Open-Qwen2VL: Compute-Efficient Pre-Training of Fully-Open Multimodal LLMs on Academic Resources
Weizhi Wang, Yu Tian, Linjie Yang, Heng Wang, Xifeng Yan
TL;DR
Open-Qwen2VL demonstrates that compute-efficient pre-training of a fully open 2B multimodal LLM is achievable on modest academic hardware by integrating high-quality data filtering (MLLM-based SU metric), a low-to-high image-resolution design, and multimodal sequence packing. With a curated 29M image-text dataset assembled from CCS-CLIP, DataComp-DFN, LAION-CLIP, and MLM-Filter, the model achieves strong performance after 220 GPU hours of pre-training and 48 GPU hours of SFT, outperforming partially-open peers on multiple benchmarks while using only 0.36% of the tokens of Qwen2-VL. The work provides an end-to-end, open-source pipeline—from data curation to pre-training codebase, sequence-packing scripts, data in WebDataset format, and both base and instruction-tuned checkpoints—intended to democratize access to competitive multimodal capabilities. Overall, the results suggest that carefully designed data filtering, packing, and training infrastructure can bridge the gap between large-scale SOTA models and research groups with limited resources, accelerating reproducible progress in multimodal AI.

- **Data listing**
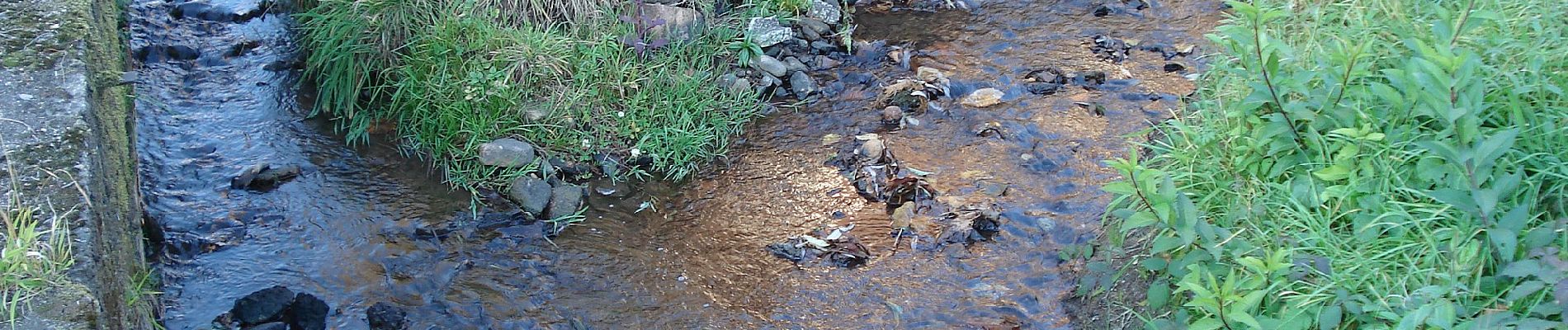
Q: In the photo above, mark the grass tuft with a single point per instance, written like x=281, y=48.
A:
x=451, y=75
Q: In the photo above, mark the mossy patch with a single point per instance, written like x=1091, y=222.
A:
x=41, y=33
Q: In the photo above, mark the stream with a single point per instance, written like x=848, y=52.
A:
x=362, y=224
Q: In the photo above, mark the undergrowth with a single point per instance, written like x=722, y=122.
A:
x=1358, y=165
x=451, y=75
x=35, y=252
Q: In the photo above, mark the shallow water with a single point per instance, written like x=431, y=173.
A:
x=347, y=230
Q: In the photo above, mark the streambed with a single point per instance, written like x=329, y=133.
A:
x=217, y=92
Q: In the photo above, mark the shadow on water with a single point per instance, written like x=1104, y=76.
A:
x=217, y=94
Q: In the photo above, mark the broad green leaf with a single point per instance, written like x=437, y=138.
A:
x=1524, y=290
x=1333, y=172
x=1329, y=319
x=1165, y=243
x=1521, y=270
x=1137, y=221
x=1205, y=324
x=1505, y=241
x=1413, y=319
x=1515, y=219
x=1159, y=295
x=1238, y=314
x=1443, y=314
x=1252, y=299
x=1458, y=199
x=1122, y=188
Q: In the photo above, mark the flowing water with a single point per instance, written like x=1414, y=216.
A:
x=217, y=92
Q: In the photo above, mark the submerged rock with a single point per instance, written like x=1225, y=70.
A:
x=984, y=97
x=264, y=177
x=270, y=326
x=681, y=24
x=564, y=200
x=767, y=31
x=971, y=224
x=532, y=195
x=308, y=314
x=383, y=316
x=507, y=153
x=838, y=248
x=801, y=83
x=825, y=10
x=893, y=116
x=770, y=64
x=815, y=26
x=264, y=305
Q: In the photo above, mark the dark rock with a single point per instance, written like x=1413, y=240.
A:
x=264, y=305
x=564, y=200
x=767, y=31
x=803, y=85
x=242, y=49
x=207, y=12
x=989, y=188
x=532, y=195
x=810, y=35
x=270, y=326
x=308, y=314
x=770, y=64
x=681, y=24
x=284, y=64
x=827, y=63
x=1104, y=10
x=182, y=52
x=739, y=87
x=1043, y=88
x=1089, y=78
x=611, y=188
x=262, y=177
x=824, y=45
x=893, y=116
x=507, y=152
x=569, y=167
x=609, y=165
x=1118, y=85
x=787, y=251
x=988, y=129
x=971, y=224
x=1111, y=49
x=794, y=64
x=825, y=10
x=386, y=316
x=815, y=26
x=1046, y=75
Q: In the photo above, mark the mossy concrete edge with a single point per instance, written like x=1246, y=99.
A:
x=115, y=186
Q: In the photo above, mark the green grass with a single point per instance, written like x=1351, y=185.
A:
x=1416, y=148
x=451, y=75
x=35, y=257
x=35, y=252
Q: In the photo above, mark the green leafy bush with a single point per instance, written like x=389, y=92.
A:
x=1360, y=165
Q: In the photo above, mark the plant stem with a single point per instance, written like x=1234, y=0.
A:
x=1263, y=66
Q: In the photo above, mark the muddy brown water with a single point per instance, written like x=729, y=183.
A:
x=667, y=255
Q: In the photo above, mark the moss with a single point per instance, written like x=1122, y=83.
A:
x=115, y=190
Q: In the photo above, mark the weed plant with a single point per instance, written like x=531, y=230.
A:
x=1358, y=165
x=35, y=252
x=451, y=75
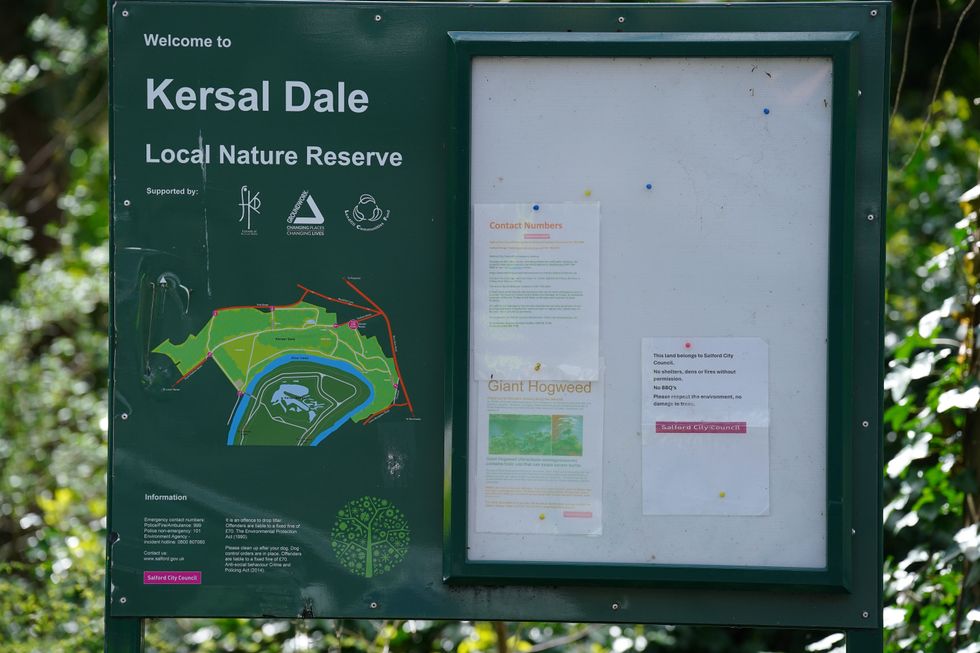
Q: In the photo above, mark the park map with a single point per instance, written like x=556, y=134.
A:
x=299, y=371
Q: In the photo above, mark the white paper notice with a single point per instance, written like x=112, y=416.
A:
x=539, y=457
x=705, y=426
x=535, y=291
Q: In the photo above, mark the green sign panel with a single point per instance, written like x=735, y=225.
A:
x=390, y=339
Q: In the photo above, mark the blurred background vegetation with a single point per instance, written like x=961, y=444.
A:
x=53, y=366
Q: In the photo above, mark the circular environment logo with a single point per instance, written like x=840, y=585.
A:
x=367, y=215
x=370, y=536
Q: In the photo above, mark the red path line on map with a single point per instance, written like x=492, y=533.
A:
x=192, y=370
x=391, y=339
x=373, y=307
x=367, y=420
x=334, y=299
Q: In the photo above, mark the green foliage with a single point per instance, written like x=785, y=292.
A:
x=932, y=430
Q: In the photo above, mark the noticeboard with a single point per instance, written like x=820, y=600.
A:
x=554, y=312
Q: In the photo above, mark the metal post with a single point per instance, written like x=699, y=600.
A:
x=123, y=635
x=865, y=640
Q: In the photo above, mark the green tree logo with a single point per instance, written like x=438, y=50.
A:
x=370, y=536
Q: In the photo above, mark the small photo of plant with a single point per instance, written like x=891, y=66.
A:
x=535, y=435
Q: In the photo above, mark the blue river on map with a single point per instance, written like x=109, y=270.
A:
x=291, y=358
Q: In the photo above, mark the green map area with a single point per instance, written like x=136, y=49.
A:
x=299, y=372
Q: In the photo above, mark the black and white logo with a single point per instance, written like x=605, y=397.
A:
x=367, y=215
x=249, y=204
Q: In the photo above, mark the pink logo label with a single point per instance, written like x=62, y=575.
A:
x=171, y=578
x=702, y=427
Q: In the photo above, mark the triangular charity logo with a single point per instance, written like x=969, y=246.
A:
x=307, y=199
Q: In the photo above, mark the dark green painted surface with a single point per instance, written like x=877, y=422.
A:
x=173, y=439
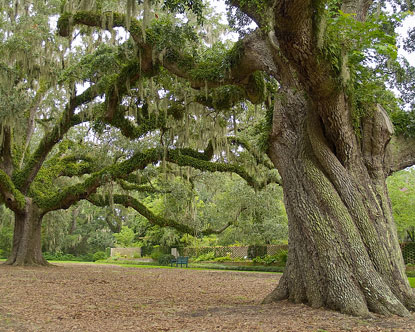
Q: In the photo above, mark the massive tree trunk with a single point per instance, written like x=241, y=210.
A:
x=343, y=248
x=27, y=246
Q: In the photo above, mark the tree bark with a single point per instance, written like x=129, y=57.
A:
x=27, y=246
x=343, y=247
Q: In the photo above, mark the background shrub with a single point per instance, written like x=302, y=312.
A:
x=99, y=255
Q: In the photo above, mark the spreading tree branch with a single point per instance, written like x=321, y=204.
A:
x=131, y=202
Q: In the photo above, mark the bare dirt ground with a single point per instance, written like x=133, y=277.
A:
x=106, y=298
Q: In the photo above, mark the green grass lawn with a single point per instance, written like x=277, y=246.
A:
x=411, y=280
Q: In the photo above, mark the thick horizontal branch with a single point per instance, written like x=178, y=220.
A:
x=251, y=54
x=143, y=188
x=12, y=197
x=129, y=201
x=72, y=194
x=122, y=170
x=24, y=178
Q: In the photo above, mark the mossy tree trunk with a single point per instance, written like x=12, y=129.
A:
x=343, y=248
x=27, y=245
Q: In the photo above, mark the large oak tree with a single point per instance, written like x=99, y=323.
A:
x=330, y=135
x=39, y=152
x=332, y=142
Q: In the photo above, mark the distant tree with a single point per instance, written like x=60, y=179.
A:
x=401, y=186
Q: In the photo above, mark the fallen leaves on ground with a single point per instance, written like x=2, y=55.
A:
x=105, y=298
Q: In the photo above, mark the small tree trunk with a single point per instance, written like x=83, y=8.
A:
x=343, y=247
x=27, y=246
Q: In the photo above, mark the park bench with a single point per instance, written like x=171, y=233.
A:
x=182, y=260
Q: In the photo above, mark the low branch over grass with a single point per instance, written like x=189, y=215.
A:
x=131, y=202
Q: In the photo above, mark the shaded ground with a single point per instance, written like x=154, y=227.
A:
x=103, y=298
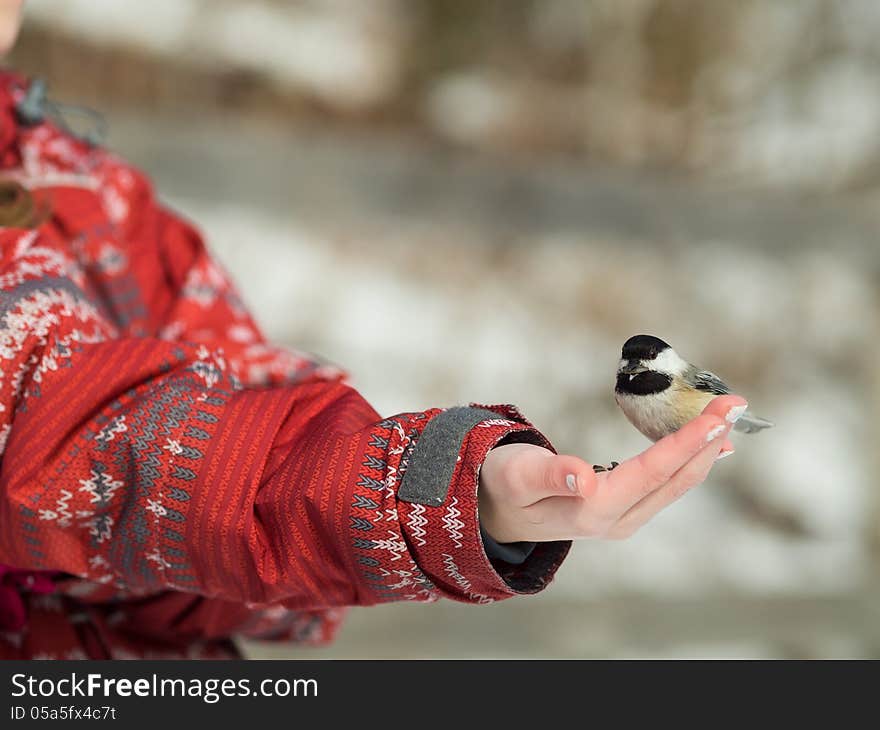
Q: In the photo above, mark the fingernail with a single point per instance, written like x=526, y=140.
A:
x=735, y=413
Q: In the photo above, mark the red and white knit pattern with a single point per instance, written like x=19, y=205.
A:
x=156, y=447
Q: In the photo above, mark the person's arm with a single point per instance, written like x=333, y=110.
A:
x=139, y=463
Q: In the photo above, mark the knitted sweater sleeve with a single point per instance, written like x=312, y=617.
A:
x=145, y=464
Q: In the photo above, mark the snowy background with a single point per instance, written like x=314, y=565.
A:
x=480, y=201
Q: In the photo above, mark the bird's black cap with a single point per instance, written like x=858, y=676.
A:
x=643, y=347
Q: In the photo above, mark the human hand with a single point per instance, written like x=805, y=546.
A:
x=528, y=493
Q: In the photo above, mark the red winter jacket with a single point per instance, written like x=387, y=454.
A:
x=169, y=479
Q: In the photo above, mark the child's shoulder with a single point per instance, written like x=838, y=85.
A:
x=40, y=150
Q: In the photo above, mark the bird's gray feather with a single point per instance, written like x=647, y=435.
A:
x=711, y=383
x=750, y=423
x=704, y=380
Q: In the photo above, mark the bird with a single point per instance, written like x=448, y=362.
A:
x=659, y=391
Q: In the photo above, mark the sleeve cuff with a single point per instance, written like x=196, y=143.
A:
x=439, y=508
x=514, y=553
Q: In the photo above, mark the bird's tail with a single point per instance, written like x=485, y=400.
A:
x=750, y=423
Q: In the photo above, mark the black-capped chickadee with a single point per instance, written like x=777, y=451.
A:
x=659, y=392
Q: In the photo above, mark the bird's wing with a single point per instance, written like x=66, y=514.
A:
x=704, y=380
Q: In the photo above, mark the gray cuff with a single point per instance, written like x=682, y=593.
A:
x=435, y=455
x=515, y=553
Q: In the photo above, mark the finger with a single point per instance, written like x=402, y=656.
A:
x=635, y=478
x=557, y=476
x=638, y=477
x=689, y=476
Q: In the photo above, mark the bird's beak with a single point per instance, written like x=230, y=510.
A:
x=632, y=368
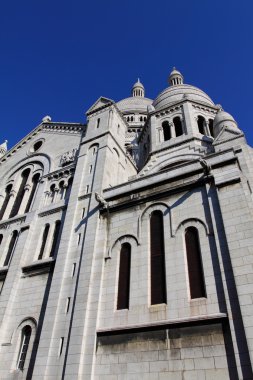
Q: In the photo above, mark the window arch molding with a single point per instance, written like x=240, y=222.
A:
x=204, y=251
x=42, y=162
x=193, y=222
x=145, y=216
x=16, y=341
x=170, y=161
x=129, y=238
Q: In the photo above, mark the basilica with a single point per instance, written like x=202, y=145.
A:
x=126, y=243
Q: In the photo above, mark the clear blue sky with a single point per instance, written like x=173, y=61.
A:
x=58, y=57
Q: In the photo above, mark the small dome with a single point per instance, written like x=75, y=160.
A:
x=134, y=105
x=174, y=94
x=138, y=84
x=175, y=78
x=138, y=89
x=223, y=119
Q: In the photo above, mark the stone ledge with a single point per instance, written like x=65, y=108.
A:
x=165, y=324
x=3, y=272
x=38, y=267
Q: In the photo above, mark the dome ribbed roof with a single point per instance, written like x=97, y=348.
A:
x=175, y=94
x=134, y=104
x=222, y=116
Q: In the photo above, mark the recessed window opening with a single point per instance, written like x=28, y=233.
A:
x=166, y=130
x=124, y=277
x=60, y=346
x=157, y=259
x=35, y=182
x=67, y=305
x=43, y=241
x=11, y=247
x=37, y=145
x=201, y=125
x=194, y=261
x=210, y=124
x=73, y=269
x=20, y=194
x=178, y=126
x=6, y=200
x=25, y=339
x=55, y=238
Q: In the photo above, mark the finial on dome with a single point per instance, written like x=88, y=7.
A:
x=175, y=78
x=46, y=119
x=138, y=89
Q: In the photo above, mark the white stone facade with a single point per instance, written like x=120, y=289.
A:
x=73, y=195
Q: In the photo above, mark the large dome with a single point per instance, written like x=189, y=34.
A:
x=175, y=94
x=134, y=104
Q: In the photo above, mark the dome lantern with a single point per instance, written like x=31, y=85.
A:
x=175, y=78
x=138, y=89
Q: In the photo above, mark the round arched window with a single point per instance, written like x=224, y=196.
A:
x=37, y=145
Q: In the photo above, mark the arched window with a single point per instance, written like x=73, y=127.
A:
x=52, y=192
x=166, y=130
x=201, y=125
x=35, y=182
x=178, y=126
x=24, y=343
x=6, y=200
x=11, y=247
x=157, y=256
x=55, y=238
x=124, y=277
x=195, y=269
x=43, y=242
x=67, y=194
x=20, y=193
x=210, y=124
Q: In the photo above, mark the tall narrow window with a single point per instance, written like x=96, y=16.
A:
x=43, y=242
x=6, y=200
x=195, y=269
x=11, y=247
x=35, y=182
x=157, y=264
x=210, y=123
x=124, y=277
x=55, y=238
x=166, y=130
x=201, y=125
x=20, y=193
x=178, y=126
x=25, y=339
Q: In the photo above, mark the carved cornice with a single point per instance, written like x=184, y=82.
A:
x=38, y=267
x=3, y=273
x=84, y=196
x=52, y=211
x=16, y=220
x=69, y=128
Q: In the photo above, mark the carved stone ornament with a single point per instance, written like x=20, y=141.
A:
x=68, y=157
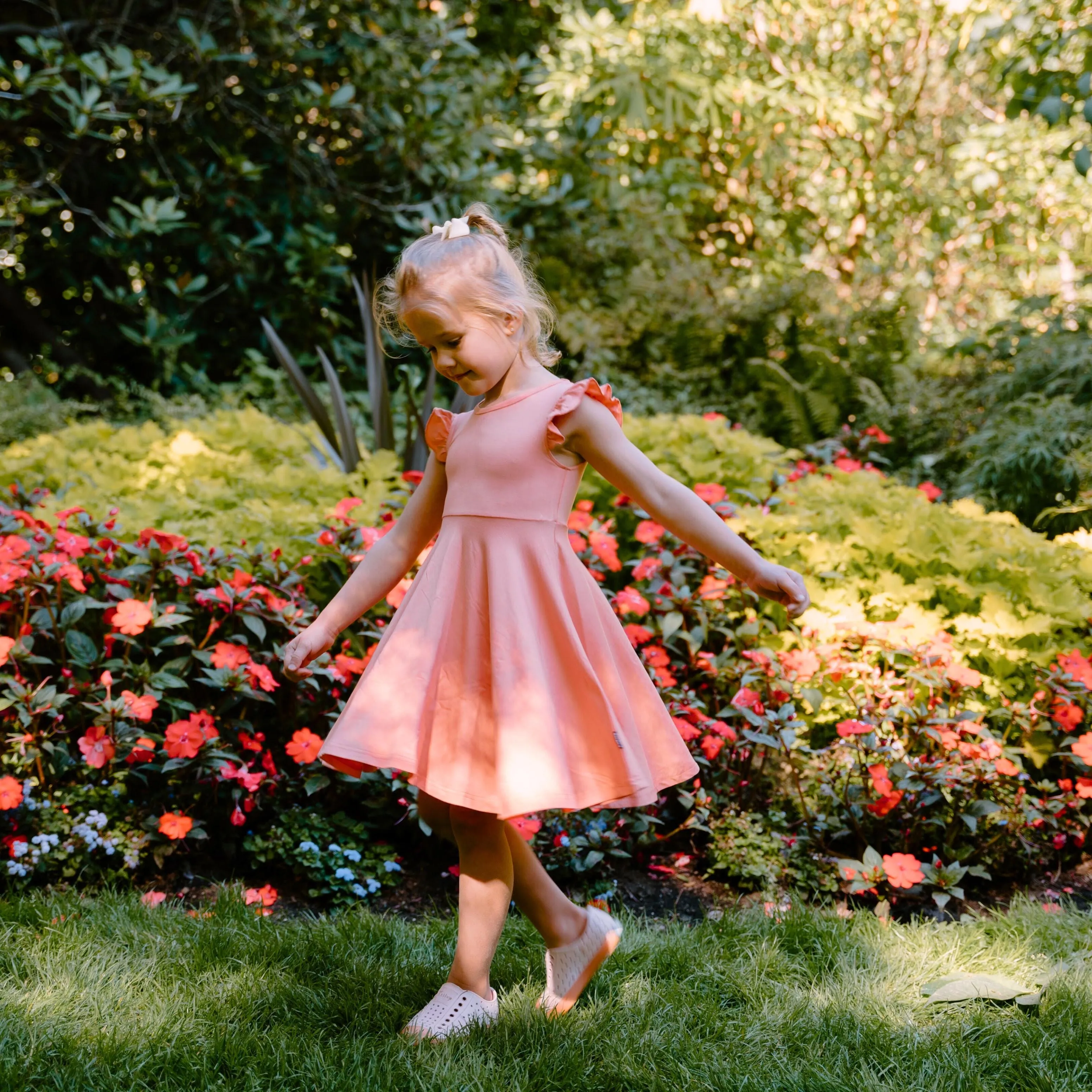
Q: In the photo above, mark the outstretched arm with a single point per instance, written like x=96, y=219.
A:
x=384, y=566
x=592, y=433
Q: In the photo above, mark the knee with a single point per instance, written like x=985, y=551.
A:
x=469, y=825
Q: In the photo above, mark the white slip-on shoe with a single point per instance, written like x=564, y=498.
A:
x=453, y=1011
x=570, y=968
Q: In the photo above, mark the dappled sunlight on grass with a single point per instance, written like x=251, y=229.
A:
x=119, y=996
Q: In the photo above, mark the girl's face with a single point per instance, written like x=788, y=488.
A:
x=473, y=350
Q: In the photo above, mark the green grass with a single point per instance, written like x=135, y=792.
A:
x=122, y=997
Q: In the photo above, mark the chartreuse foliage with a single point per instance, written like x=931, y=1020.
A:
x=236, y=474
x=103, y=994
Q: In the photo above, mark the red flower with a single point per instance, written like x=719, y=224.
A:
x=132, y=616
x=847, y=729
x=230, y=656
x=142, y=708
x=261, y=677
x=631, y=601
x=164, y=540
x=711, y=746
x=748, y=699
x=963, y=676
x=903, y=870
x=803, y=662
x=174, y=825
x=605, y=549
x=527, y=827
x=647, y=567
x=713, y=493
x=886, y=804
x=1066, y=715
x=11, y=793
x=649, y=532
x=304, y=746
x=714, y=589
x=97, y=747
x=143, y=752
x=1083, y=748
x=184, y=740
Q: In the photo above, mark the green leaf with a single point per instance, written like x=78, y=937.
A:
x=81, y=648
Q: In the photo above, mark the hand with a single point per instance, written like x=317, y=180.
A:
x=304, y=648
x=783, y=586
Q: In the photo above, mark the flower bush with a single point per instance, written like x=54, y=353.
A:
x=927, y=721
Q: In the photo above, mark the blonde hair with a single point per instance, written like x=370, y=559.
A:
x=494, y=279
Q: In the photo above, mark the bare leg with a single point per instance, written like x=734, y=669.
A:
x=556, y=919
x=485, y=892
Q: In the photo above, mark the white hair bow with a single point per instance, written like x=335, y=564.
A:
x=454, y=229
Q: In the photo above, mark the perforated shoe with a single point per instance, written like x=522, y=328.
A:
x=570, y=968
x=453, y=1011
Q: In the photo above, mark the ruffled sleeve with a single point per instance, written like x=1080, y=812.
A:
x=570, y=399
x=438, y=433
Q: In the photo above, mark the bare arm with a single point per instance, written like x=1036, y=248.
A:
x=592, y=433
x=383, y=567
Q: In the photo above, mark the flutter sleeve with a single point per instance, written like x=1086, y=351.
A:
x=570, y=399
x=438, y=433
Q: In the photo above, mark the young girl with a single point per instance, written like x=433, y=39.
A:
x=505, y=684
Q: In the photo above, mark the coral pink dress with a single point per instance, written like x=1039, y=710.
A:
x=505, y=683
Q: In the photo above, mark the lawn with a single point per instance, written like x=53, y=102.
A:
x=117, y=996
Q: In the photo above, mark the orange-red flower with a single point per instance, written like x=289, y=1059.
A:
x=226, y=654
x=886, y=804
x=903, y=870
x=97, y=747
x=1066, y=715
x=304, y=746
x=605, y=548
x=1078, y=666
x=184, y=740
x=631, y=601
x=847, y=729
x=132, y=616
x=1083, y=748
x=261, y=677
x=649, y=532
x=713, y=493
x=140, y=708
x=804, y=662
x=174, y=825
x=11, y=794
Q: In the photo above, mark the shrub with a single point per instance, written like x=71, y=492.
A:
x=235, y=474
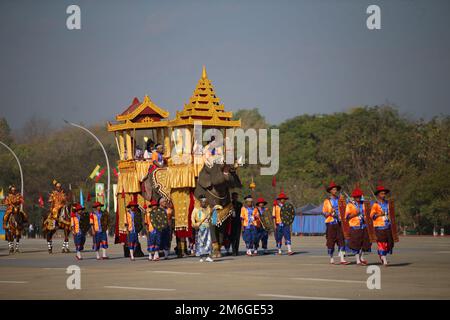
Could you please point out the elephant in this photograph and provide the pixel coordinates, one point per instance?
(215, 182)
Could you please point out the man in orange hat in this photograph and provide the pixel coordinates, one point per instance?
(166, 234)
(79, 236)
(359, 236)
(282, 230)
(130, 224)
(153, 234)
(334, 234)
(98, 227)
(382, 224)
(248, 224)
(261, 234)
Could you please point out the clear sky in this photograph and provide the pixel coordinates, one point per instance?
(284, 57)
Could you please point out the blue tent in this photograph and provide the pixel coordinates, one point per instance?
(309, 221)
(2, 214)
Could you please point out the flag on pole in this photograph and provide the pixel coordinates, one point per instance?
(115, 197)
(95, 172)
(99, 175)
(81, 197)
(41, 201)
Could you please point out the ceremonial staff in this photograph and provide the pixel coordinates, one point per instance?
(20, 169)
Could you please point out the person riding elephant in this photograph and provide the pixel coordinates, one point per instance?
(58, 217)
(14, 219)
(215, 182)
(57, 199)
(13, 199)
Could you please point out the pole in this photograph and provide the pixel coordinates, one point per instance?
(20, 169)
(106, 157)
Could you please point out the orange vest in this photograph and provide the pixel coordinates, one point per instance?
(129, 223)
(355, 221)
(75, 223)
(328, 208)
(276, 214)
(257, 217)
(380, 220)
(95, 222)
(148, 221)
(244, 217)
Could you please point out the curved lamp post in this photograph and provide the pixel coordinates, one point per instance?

- **What you have to do**
According to the Open-Qwen2VL summary, how many GPU hours of pre-training did the model receive? The entries were taken from a different source than the text.

- **Solution for this task**
220 GPU hours.